Directives:
**a)** Translate this sentence from the text on the Massachusetts antisemitism commission into Spanish: "Rep. Cataldo, who is Jewish, and Senator Velis, who is not, are both Democrats and co-chairs of the commission."
**b)** Please repeat word for word the lines of the listing between the line holding "OBJECT_OF_INTEREST = smaller shrine" and the line holding "[210,212,214,240]", inclusive.

Text extract:
________________________________________

The introduction of “Resources on Israel and Occupied Palestine” advises that its lessons are meant to “reflect diverse positions and are meant to aid pedagogy.” But many of the materials promote antisemitic viewpoints, said Robert Leikind, the regional director of the American Jewish Committee in New England. Leikind is also a member of the Massachusetts Special Commission on Combating Antisemitism and was present at Monday’s hearing.
Leikind said “it’s astonishing” that an organization “deeply embedded in the educational community” could “defend the idea that it’s legitimate to present one-sided content.” The materials don’t “even make a modest attempt” to show that there are “other ways of looking at the issues,” he said. The resources have led AJC New England to declare, in a December 2024 report, that the MTA has “a Jewish problem.” “The net result is to perpetuate anti-Jewish tropes that malign Israel and its supporters,” the report said.
The Massachusetts Special Commission on Combating Antisemitism was instituted in July 2024 in response to “the rampant and ubiquitous antisemitism that was exacerbated and injected with steroids as a direct result of 10/7,” State Senator John Velis told The Free Press.
Rep. Cataldo, who is Jewish, and Senator Velis, who is not, are both Democrats and co-chairs of the commission. Monday’s hearing, which Cataldo estimates was attended by 120 people, was the commission’s fourth on antisemitism in K–12 education. The legislative group is intended to be “the tip of the spear to push back” on “this world’s most ancient hatred, that mutates and shape-shifts so much,” Velis said.

________________________________________

Raw data:
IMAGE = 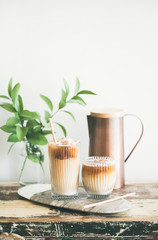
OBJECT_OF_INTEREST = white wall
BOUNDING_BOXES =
[0,0,158,184]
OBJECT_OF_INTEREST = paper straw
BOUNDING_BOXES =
[49,118,57,143]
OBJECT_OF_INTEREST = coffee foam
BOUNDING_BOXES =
[51,137,78,146]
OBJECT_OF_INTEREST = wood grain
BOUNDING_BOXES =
[0,183,158,240]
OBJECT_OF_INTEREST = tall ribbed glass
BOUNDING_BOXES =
[48,141,80,198]
[82,157,116,198]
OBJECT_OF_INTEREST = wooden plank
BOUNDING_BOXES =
[0,183,158,240]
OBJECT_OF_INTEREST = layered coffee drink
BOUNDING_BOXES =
[48,138,80,197]
[82,157,116,198]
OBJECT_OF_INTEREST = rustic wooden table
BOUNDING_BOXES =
[0,183,158,240]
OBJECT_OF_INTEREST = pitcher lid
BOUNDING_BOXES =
[90,108,124,118]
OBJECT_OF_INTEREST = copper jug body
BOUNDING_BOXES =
[87,109,144,189]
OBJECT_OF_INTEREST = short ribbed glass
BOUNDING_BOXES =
[82,156,116,198]
[48,141,80,198]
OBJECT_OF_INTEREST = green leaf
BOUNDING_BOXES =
[33,126,41,133]
[0,103,16,112]
[26,120,40,128]
[54,122,67,137]
[8,133,19,142]
[77,90,97,95]
[16,126,28,141]
[40,95,53,112]
[20,110,40,120]
[42,130,52,135]
[6,117,19,126]
[68,96,86,106]
[27,154,44,163]
[63,79,69,99]
[0,95,10,100]
[59,89,66,109]
[18,95,24,112]
[62,111,76,121]
[44,111,52,123]
[27,133,48,145]
[8,78,13,97]
[11,83,20,103]
[0,125,16,133]
[75,78,80,95]
[8,143,15,154]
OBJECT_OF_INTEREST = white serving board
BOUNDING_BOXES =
[18,184,131,214]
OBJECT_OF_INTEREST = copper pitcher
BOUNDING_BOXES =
[87,109,144,189]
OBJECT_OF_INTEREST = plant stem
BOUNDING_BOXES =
[40,162,44,173]
[19,156,27,181]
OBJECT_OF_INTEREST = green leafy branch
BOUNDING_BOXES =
[0,78,96,156]
[40,78,96,137]
[0,79,48,149]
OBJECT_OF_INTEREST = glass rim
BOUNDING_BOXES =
[48,140,80,147]
[82,156,115,165]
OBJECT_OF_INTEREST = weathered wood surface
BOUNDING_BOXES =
[18,184,131,214]
[0,183,158,240]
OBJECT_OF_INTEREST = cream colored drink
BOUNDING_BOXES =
[48,138,80,197]
[82,157,116,198]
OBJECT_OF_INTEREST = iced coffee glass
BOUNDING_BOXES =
[48,138,80,198]
[82,157,116,198]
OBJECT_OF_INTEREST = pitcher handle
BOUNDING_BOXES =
[124,114,144,162]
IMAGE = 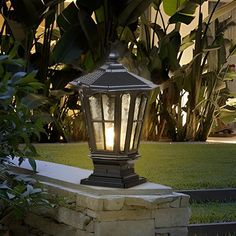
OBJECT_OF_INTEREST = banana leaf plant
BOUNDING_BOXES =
[0,0,156,142]
[122,0,236,141]
[54,0,152,71]
[0,0,85,142]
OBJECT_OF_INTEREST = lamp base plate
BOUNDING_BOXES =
[80,174,146,188]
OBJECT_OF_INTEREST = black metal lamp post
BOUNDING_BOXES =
[72,54,156,188]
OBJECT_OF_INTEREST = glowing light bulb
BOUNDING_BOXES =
[105,126,115,150]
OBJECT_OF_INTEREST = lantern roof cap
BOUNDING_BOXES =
[71,53,157,91]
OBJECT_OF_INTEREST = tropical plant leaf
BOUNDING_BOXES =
[204,0,236,23]
[169,12,195,25]
[76,0,103,11]
[162,0,185,16]
[53,24,88,64]
[21,94,48,109]
[78,9,99,55]
[57,2,79,33]
[118,0,152,26]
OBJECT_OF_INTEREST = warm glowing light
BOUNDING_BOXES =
[105,126,115,150]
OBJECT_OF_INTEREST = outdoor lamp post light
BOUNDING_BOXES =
[72,53,156,188]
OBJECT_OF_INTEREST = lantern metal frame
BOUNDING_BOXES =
[72,55,156,188]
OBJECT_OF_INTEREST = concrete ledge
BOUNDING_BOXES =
[10,158,172,195]
[10,160,189,236]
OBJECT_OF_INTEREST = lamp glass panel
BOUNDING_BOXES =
[138,95,147,120]
[89,94,102,120]
[105,122,115,151]
[134,121,143,149]
[120,94,130,151]
[93,122,105,150]
[129,121,137,150]
[134,96,141,120]
[129,95,147,150]
[102,94,115,121]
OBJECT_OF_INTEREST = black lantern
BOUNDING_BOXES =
[72,54,156,188]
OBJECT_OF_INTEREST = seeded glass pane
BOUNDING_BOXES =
[89,95,102,120]
[93,122,104,150]
[105,122,115,151]
[134,97,141,120]
[134,122,143,149]
[120,94,130,151]
[102,95,115,121]
[129,121,137,150]
[138,96,147,120]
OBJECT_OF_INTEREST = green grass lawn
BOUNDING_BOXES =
[36,143,236,223]
[36,143,236,189]
[190,202,236,224]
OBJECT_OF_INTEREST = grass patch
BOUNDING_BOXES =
[36,143,236,189]
[190,202,236,224]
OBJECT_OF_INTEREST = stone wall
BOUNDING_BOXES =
[25,187,189,236]
[12,160,190,236]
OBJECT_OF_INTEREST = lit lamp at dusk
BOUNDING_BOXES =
[71,53,156,188]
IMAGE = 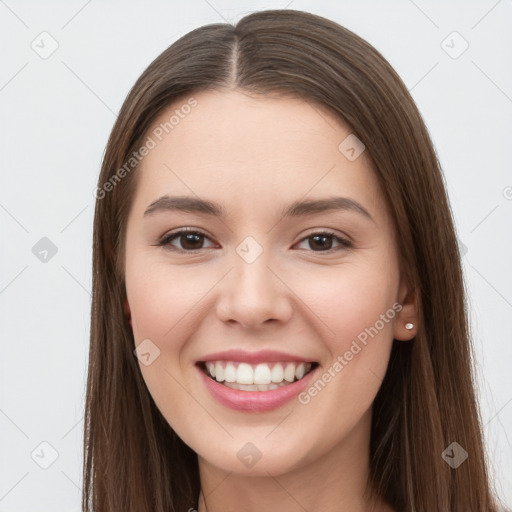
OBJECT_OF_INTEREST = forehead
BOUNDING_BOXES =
[132,90,380,220]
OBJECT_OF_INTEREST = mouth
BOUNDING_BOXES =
[196,360,318,392]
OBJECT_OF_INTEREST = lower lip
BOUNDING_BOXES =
[197,367,316,412]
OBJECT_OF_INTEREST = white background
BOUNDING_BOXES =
[0,0,512,512]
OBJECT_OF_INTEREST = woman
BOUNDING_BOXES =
[83,10,504,512]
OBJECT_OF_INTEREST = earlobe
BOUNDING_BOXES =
[124,299,132,327]
[393,284,418,341]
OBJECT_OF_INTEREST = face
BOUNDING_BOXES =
[125,91,412,475]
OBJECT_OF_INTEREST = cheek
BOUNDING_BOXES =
[126,257,208,342]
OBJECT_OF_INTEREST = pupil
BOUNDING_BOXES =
[182,233,202,249]
[312,235,332,249]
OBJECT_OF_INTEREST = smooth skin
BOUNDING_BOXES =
[125,89,416,512]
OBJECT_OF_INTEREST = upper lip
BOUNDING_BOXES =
[197,350,315,364]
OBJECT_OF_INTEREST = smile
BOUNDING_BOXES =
[196,360,319,412]
[201,361,316,391]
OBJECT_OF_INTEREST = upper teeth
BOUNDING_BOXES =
[206,361,311,384]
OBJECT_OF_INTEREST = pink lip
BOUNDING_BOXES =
[197,350,314,364]
[197,364,316,412]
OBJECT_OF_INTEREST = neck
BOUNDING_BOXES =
[198,409,392,512]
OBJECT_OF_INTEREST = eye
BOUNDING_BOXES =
[292,231,352,252]
[157,228,217,252]
[157,228,352,253]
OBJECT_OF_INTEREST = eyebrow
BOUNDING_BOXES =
[144,195,375,222]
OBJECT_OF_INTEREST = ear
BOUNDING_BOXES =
[124,299,132,327]
[393,279,418,341]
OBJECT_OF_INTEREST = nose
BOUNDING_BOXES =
[217,252,293,329]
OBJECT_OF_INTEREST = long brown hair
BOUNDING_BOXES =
[82,10,504,512]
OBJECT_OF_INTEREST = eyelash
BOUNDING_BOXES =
[156,228,352,254]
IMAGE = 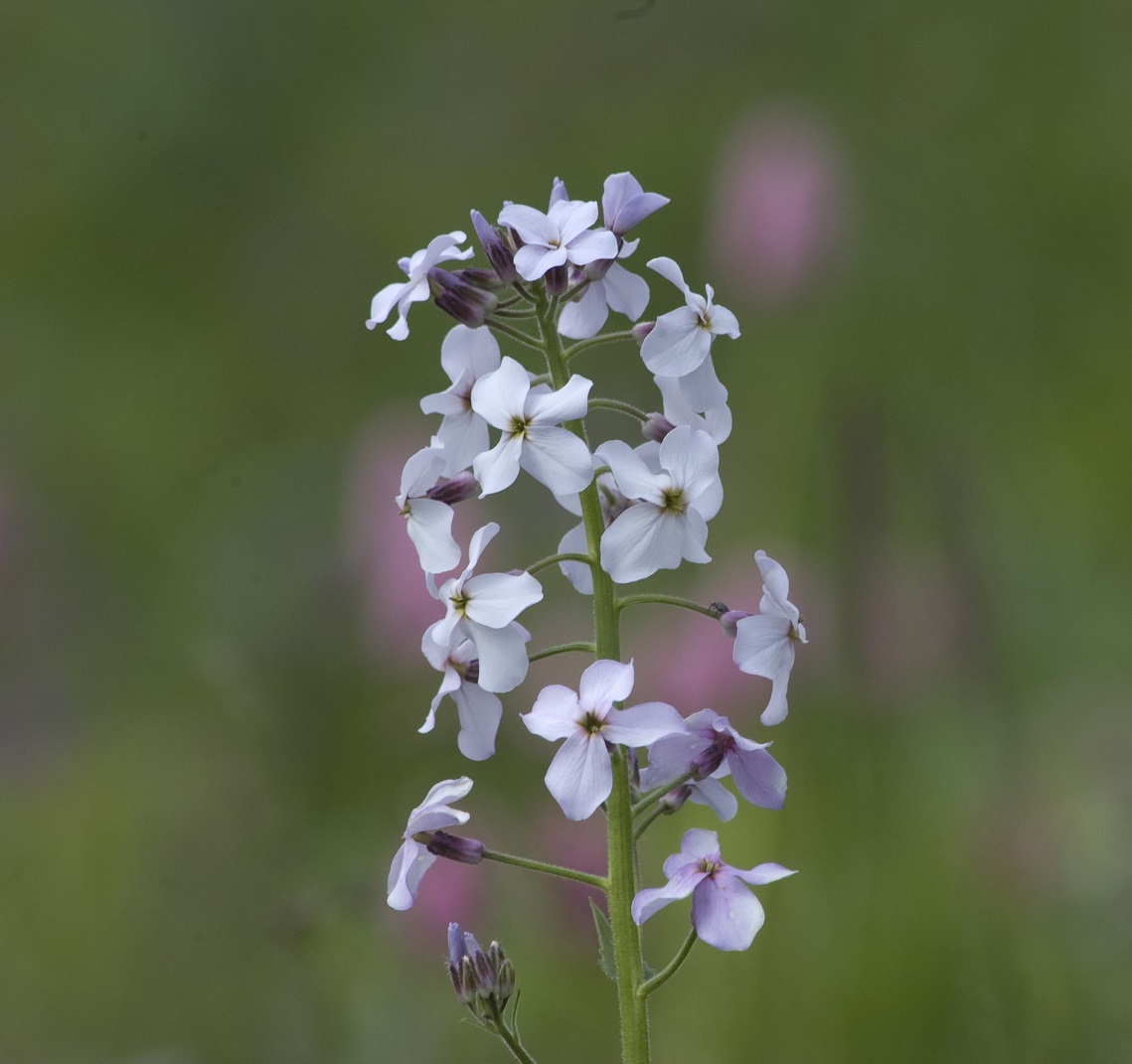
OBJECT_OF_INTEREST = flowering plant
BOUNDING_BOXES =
[367,173,806,1064]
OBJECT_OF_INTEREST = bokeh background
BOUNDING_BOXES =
[0,0,1132,1064]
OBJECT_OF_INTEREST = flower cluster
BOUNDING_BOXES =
[367,173,806,1054]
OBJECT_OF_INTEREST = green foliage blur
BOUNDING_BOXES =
[0,0,1132,1064]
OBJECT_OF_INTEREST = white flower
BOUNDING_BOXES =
[523,660,684,821]
[597,425,724,584]
[499,196,618,281]
[386,775,472,909]
[428,521,543,693]
[366,229,474,340]
[397,438,459,573]
[641,258,739,377]
[421,325,499,477]
[472,358,593,495]
[732,550,808,725]
[418,625,504,761]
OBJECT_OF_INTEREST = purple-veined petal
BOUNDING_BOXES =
[451,684,503,761]
[641,307,711,377]
[601,701,684,748]
[546,731,613,821]
[601,503,688,584]
[591,262,649,319]
[405,499,459,573]
[386,838,437,911]
[577,658,634,709]
[521,684,585,741]
[519,424,593,495]
[559,281,609,340]
[472,435,523,499]
[645,254,692,295]
[464,620,531,695]
[632,864,708,925]
[464,573,543,628]
[471,356,531,432]
[692,869,766,950]
[525,374,593,425]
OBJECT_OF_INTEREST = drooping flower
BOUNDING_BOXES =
[641,709,785,810]
[499,197,618,281]
[641,257,739,377]
[523,659,684,821]
[633,828,795,950]
[472,358,593,495]
[386,775,474,909]
[732,550,808,725]
[397,440,459,573]
[421,325,500,477]
[425,521,543,693]
[366,229,474,340]
[597,425,724,584]
[418,624,507,761]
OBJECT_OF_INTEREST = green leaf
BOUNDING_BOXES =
[589,898,617,983]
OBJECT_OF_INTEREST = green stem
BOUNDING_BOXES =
[527,552,593,576]
[617,592,719,620]
[527,643,597,661]
[637,927,698,998]
[563,330,633,363]
[589,398,649,421]
[530,298,649,1064]
[483,849,609,891]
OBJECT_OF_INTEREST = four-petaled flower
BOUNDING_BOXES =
[731,550,808,725]
[472,358,593,495]
[641,258,739,377]
[366,228,475,340]
[633,828,793,950]
[523,659,684,821]
[386,775,472,909]
[425,521,543,693]
[597,424,724,584]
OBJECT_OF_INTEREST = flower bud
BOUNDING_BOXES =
[719,603,750,640]
[428,266,499,328]
[413,831,483,864]
[424,470,480,506]
[641,413,676,444]
[630,322,657,348]
[472,211,519,284]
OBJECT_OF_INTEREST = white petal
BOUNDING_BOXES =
[519,424,593,495]
[546,731,613,821]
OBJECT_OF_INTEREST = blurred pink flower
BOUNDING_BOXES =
[711,110,845,302]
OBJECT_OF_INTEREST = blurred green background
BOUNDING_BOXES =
[0,0,1132,1064]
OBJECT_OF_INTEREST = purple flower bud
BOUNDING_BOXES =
[632,322,657,348]
[719,610,751,640]
[641,413,676,444]
[472,211,519,284]
[428,267,499,328]
[424,470,480,506]
[413,831,483,864]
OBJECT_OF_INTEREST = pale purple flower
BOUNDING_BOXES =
[633,828,795,950]
[731,550,808,725]
[499,196,618,281]
[641,709,785,820]
[523,659,684,821]
[418,624,504,761]
[641,258,739,377]
[472,358,593,495]
[421,325,499,477]
[426,521,543,693]
[597,425,724,584]
[386,775,472,909]
[397,440,459,573]
[366,229,474,340]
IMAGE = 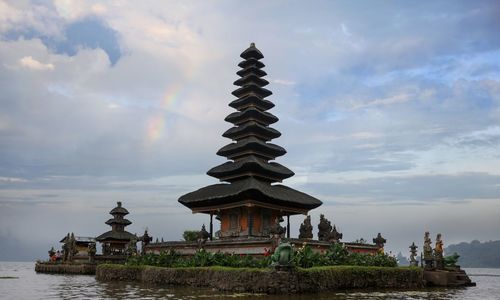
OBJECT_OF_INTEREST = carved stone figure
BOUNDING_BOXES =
[49,247,56,260]
[434,233,444,270]
[373,232,387,253]
[139,229,153,255]
[329,225,344,243]
[409,242,418,267]
[63,232,71,262]
[299,216,313,239]
[87,243,97,264]
[423,231,434,269]
[125,239,137,256]
[271,243,293,268]
[68,232,78,262]
[318,214,332,242]
[197,224,210,248]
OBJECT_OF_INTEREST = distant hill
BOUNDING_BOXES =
[445,240,500,268]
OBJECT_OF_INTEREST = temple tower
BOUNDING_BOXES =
[96,202,137,255]
[179,43,322,238]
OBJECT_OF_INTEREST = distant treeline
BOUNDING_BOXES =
[445,240,500,268]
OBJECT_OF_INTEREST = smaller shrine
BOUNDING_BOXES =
[96,201,137,255]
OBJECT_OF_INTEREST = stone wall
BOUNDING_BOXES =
[35,262,96,275]
[96,265,423,294]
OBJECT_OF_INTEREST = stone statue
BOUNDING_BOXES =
[434,233,444,270]
[269,218,286,238]
[87,243,97,264]
[197,224,210,248]
[125,238,137,257]
[318,214,332,242]
[49,247,56,261]
[63,232,71,262]
[269,218,286,249]
[299,216,313,239]
[139,229,153,255]
[373,232,387,253]
[423,231,434,269]
[271,243,293,268]
[409,242,418,267]
[68,232,78,262]
[329,225,344,243]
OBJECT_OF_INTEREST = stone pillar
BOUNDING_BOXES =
[286,215,290,239]
[210,212,214,240]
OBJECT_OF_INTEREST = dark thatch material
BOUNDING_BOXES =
[238,58,266,69]
[231,84,273,98]
[179,177,322,209]
[224,108,279,126]
[233,73,269,86]
[207,156,294,181]
[106,218,132,226]
[229,94,274,110]
[217,137,286,159]
[109,201,128,215]
[222,121,281,141]
[236,66,267,77]
[240,43,264,59]
[95,230,137,242]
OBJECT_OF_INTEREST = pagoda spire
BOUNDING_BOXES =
[207,43,294,184]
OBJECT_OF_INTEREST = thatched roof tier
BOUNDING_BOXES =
[95,230,137,242]
[224,108,279,126]
[207,156,294,182]
[240,43,264,60]
[222,121,281,141]
[179,178,322,213]
[231,83,273,98]
[238,58,266,69]
[233,73,269,87]
[229,94,274,111]
[217,137,286,160]
[105,218,132,226]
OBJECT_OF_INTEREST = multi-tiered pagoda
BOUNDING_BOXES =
[179,43,322,238]
[96,202,137,255]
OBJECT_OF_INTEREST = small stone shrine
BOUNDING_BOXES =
[96,202,137,255]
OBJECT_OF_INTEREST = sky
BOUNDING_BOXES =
[0,0,500,260]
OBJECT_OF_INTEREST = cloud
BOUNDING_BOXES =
[19,56,54,71]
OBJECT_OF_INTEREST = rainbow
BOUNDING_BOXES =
[146,84,182,143]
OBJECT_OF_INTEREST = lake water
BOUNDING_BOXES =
[0,262,500,300]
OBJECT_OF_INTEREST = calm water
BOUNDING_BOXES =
[0,262,500,300]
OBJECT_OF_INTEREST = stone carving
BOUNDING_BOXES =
[271,243,293,268]
[87,243,97,264]
[139,229,153,255]
[434,233,444,270]
[318,214,332,242]
[409,242,418,267]
[63,232,70,262]
[423,231,434,269]
[299,216,313,239]
[197,224,210,248]
[373,232,387,253]
[49,247,56,260]
[125,239,137,257]
[329,225,344,243]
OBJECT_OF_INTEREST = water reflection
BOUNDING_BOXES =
[0,262,500,300]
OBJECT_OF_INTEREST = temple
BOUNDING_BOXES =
[179,43,322,239]
[96,202,137,255]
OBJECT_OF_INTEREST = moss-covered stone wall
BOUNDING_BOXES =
[35,262,96,275]
[96,265,423,294]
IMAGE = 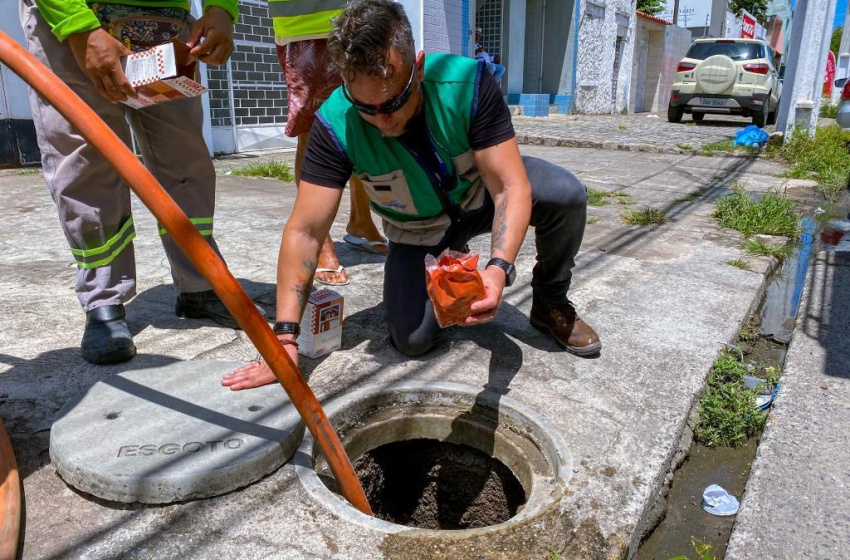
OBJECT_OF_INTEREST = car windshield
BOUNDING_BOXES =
[685,43,759,60]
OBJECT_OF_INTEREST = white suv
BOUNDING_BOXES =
[667,39,782,127]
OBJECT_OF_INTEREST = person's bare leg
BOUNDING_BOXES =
[345,175,387,255]
[295,133,344,284]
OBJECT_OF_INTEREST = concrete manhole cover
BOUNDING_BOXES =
[50,361,304,503]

________________________________________

Results for the exercise:
**a)** El representante Cataldo, que es judío, y el senador Velis, que no lo es, son ambos demócratas y copresidentes de la comisión.

**b)**
OBJECT_OF_INTEREST = smaller shrine
BOUNDING_BOXES =
[96,201,137,255]
OBJECT_OF_INTEREST = stone wall
BOUNDING_BOXES =
[35,262,96,275]
[96,265,423,294]
OBJECT_OF_INTEREST = stone statue
BOUNDING_BOXES =
[434,233,444,270]
[269,218,286,238]
[87,243,97,264]
[197,224,210,248]
[125,238,137,257]
[318,214,332,242]
[49,247,56,261]
[63,232,71,262]
[269,218,286,249]
[299,216,313,239]
[139,229,153,255]
[373,232,387,253]
[423,231,434,269]
[271,243,293,268]
[409,242,418,267]
[68,232,78,262]
[329,225,344,243]
OBJECT_OF_INTEREST = stone pillar
BOUNDING_BOXES =
[286,215,290,239]
[210,212,214,240]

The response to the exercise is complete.